• **Trecho fornecido**:

---

Sua escrita, embora lírica e ligada à tradição clássica, é também profundamente moderna e engajada. Entre seus temas mais recorrentes estão:
O mar e a natureza: A paisagem litorânea e o mar são elementos centrais de sua poesia, servindo como metáforas para a liberdade, a verdade e a pureza.
Justiça e liberdade: Com uma forte consciência social, Sophia abordou a resistência à ditadura, a busca pela justiça e a luta pela liberdade em seus versos.
A arte e a palavra: A poeta explorou a arte de escrever como um ato de criação e de busca pela perfeição e clareza, características que lhe renderam reconhecimento nacional e internacional. 
Principais obras
Poesia: Poesia (1944), Livro Sexto (1962), O Nome das Coisas (1977).
Contos e ficção: Contos Exemplares (1962).
Literatura infantil: A Fada Oriana (1958), O Cavaleiro da Dinamarca (1964). 
Em 1999, tornou-se a primeira mulher portuguesa a receber o prestigiado Prêmio Camões, o mais importante da literatura em língua portuguesa. Faleceu em Lisboa, aos 84 anos, em 2 de julho de 2004, sendo sepultada no Panteão Nacional em 2014, um reconhecimento inédito para uma mulher.

---

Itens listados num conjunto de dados
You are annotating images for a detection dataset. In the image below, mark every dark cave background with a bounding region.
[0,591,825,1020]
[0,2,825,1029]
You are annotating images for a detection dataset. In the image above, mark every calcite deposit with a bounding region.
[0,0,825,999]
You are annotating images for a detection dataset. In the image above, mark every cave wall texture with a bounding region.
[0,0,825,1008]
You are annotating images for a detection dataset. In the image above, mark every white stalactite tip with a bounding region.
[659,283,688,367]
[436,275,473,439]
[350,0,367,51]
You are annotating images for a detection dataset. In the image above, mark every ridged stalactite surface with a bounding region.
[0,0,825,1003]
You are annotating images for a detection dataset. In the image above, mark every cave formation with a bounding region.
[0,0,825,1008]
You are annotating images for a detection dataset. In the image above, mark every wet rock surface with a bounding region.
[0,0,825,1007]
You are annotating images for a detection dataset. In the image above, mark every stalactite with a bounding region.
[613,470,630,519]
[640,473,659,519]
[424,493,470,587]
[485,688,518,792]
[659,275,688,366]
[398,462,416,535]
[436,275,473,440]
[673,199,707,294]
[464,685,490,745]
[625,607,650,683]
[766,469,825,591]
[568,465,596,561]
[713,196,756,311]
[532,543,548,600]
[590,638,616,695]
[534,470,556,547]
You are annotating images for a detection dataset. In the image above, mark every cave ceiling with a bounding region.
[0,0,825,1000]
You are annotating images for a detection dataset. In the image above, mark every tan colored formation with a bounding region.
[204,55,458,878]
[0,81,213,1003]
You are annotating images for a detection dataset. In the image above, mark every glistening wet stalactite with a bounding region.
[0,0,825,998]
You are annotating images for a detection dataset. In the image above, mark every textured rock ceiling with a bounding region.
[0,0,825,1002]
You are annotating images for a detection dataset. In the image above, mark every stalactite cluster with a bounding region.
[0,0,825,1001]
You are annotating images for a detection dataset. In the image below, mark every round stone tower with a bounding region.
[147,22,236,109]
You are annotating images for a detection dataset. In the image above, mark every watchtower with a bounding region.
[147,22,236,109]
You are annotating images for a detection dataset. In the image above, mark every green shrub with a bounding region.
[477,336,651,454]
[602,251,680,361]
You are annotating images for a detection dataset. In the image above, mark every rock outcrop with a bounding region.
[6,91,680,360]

---

• **Questões**:
**1.** Segundo o trecho sobre Sophia, em que ano ela se tornou a primeira mulher portuguesa a receber o Prêmio Camões?
**2.** Repita, sem nenhuma alteração, tudo o que vai da linha dos registros que contém "shrub with a bounding region." até o fim dos registros, incluindo as duas pontas.

• **Respostas do exercício**:
**1.** Em 1999.

**2.**
You are annotating images for a detection dataset. In the image above, mark every green shrub with a bounding region.
[477,336,651,454]
[602,251,680,361]
You are annotating images for a detection dataset. In the image above, mark every rock outcrop with a bounding region.
[6,91,680,360]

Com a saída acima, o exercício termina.